### Page text
════════════════════

You are viewing a plain text version of this content. The canonical link for it is here.

Posted to dev@creadur.apache.org by Amila De Silva <ja...@gmail.com> on 2009/03/27 15:49:19 UTC

rat-1-cutnpaste - Code Search Optimization

Hi,
I did a bit search on code search engines (Google Code Search, Krugel
and Koder) to find out a scalable solution.
As the first step we can set an initial size for the sliding
window(this size can be changed by the user).
When a long string is sent to the search engine, it will be tokenized
before searching. As I understood there is a limit of tokens they
create; if the query string is too long ,after a certain amount of
tokens the rest of the string will be considered as a single token.
If we can get this number of tokens , its better to set this as the
window length(so that window contains that much of tokens).
Let’s say this size is n. If a query fails to find any result, then
whole n tokens will be removed and the next n tokens will be loaded
and the search will be performed again.

════════════════════

### Problem description
Copy the stretch of the code search post from "When a long" through "be performed again.", swapping "query" for "lookup". The entries that come next have no connection to the code search post.

(Extracted records)

════════════════════

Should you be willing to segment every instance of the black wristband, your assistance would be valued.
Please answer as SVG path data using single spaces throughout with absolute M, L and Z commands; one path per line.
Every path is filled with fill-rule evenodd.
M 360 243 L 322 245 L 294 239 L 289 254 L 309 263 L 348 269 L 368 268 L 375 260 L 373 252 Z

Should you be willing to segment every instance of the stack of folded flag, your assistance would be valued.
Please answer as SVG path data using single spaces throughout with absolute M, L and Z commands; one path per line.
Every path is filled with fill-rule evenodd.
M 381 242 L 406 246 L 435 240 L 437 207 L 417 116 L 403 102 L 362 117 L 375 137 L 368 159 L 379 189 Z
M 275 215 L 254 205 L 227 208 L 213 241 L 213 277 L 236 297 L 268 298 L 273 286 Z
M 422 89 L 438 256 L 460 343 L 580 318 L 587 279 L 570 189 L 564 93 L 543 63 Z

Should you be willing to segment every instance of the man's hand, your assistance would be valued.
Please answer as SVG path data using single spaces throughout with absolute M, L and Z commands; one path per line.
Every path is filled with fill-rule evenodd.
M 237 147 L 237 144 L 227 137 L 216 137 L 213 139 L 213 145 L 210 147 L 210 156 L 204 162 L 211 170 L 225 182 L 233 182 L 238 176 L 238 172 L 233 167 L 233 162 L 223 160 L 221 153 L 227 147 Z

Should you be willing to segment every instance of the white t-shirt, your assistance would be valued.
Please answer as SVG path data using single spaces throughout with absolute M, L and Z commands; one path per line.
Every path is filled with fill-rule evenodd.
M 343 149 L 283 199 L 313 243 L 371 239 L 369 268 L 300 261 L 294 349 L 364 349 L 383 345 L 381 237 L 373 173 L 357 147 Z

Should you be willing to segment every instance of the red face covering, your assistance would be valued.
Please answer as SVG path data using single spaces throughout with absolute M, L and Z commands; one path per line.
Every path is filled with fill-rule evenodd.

════════════════════

### Correct output
When a long string is sent to the search engine, it will be tokenized
before searching. As I understood there is a limit of tokens they
create; if the lookup string is too long ,after a certain amount of
tokens the rest of the string will be considered as a single token.
If we can get this number of tokens , its better to set this as the
window length(so that window contains that much of tokens).
Let’s say this size is n. If a lookup fails to find any result, then
whole n tokens will be removed and the next n tokens will be loaded
and the search will be performed again.